**Referring expression data**

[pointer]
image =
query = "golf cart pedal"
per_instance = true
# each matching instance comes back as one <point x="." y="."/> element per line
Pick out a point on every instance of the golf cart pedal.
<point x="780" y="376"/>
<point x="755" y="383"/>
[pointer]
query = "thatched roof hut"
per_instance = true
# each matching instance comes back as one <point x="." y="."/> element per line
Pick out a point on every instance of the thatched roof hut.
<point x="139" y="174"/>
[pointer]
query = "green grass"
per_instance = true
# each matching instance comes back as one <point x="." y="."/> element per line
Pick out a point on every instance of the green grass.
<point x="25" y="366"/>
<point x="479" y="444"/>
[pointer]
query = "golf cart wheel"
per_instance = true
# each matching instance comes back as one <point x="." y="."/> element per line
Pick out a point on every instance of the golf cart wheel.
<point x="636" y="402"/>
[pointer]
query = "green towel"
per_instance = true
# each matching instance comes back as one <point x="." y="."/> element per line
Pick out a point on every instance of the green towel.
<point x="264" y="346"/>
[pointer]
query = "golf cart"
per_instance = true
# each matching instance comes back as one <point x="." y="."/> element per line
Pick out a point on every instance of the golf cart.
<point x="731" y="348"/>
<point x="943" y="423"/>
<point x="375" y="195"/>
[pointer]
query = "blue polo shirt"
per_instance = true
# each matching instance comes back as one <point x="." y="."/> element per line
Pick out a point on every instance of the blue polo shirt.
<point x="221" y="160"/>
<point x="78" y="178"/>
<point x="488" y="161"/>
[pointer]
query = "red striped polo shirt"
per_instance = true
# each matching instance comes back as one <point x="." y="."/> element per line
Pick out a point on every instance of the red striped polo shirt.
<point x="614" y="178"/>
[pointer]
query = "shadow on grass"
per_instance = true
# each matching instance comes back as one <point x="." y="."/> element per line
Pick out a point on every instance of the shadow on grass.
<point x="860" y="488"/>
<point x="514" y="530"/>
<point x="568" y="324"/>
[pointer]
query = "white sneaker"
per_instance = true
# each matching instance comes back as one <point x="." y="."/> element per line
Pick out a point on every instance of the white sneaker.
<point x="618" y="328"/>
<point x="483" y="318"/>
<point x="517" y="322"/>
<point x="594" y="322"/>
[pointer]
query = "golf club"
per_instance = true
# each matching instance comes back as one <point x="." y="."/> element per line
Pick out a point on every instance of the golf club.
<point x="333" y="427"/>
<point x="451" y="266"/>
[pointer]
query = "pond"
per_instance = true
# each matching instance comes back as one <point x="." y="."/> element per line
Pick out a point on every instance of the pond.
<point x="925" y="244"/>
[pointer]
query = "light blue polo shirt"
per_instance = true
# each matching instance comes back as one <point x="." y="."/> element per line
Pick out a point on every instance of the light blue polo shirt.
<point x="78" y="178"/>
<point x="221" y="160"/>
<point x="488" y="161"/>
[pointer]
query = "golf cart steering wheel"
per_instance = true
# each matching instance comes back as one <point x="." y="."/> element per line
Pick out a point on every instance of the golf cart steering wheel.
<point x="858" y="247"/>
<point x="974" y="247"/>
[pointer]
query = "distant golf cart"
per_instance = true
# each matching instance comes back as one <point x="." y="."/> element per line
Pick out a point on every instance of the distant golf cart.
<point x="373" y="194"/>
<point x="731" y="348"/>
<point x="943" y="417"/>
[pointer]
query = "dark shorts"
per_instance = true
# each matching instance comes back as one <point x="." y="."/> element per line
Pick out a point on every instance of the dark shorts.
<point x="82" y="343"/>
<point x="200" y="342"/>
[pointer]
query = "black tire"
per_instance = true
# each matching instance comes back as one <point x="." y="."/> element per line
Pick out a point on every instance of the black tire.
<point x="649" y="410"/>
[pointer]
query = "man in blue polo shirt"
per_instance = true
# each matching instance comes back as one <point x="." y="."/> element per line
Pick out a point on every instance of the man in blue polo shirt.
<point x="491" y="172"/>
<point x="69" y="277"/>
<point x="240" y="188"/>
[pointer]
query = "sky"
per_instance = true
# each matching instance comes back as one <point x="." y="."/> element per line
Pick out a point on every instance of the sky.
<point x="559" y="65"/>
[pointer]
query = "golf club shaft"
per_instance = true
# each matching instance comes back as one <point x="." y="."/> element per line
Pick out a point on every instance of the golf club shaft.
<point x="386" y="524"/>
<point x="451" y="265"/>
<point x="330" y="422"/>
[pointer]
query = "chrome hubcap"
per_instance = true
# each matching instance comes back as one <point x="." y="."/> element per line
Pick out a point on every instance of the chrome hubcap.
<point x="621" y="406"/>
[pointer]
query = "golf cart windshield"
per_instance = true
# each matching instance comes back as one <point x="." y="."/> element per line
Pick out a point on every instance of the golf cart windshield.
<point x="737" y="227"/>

**Work task**
Please restate every record above word for word.

**Completed task**
[pointer]
image =
query = "golf cart pedal"
per_instance = true
# each matching instance comes back as one <point x="." y="."/> element per line
Pick out a point on every instance of the golf cart pedal.
<point x="780" y="376"/>
<point x="755" y="383"/>
[pointer]
query = "thatched roof hut"
per_instance = true
# each matching instance comes back as one <point x="." y="."/> element per line
Pick out a point on every instance of the thatched roof hut.
<point x="139" y="174"/>
[pointer]
query = "green grass"
per_instance = true
# each matching instance comes back as one <point x="." y="."/> element per line
Pick out a point on every instance of the green grass.
<point x="25" y="366"/>
<point x="479" y="444"/>
[pointer]
query = "golf cart wheel"
per_instance = true
# each matching instance comes back as one <point x="." y="."/> element per line
Pick out a point on every instance of the golf cart wheel.
<point x="636" y="402"/>
[pointer]
query = "green towel"
per_instance = true
# each matching instance comes back as one <point x="." y="."/> element per line
Pick out a point on every instance of the green towel.
<point x="264" y="346"/>
[pointer]
query = "golf cart"
per_instance = true
# each matching instance comes back as one <point x="." y="."/> element per line
Pick out a point on every instance of the golf cart.
<point x="731" y="348"/>
<point x="943" y="423"/>
<point x="375" y="195"/>
[pointer]
query = "blue polo shirt"
per_instance = true
# each matching instance comes back as one <point x="." y="."/> element per line
Pick out a point on every instance of the blue polo shirt.
<point x="221" y="160"/>
<point x="78" y="178"/>
<point x="488" y="161"/>
[pointer]
query = "red striped polo shirt"
per_instance = true
# each matching instance comes back as one <point x="." y="."/> element per line
Pick out a point on every instance of the red striped polo shirt.
<point x="614" y="178"/>
[pointer]
query = "shadow on grass"
per_instance = true
# each matching instance comes back as one <point x="." y="."/> element per line
Pick out a point on every instance of the shadow on grass.
<point x="860" y="488"/>
<point x="514" y="530"/>
<point x="568" y="324"/>
[pointer]
query = "white sneaker"
per_instance = true
# each matching instance comes back as one <point x="." y="."/> element per line
Pick out a point on every instance of the white sneaker.
<point x="618" y="328"/>
<point x="483" y="318"/>
<point x="517" y="322"/>
<point x="594" y="322"/>
[pointer]
query = "golf club"
per_instance = true
# each matching instance comes back as one <point x="." y="."/> element per line
Pick out a point on every instance of the golf club.
<point x="333" y="427"/>
<point x="451" y="266"/>
[pointer]
query = "pond"
per_instance = true
# each matching instance comes back as one <point x="." y="."/> element per line
Pick out a point on every instance of the pond.
<point x="925" y="244"/>
[pointer]
query = "light blue polo shirt"
per_instance = true
# each matching instance comes back as one <point x="." y="."/> element per line
Pick out a point on every instance of the light blue polo shirt.
<point x="78" y="178"/>
<point x="221" y="160"/>
<point x="488" y="161"/>
[pointer]
query = "golf cart steering wheel"
per_instance = true
# each matching instance comes back as one <point x="." y="."/> element per line
Pick out a point on every instance of the golf cart steering wheel.
<point x="858" y="247"/>
<point x="974" y="247"/>
[pointer]
query = "distant golf cart"
per_instance = true
# each matching instance comes back as one <point x="." y="."/> element per line
Pick out a point on every instance of the distant golf cart.
<point x="373" y="194"/>
<point x="731" y="348"/>
<point x="943" y="417"/>
[pointer]
query = "dark shorts"
per_instance = true
# each matching instance comes back as one <point x="." y="."/> element per line
Pick out a point on every instance of the dark shorts.
<point x="82" y="343"/>
<point x="200" y="342"/>
[pointer]
query = "black tire"
per_instance = true
# each matching instance comes back as one <point x="." y="."/> element per line
Pick out a point on every instance of the black tire.
<point x="649" y="410"/>
[pointer]
query = "man in blue polo shirt"
per_instance = true
# each matching instance comes back as one <point x="." y="."/> element per line
Pick out a point on every instance of the man in blue polo shirt.
<point x="491" y="172"/>
<point x="69" y="277"/>
<point x="240" y="188"/>
[pointer]
query = "sky"
per_instance = true
# each matching instance comes back as one <point x="." y="."/> element per line
Pick out a point on every instance of the sky.
<point x="559" y="65"/>
[pointer]
query = "golf club shaft"
per_instance = true
# each matching instance comes back as one <point x="." y="."/> element per line
Pick out a point on every instance of the golf club shaft.
<point x="386" y="524"/>
<point x="451" y="265"/>
<point x="330" y="422"/>
[pointer]
query = "chrome hubcap"
per_instance = true
# each matching instance comes back as one <point x="." y="."/> element per line
Pick out a point on every instance of the chrome hubcap.
<point x="621" y="406"/>
[pointer]
query = "golf cart windshield"
per_instance = true
# each matching instance comes back as one <point x="." y="."/> element per line
Pick out a point on every instance of the golf cart windshield.
<point x="737" y="227"/>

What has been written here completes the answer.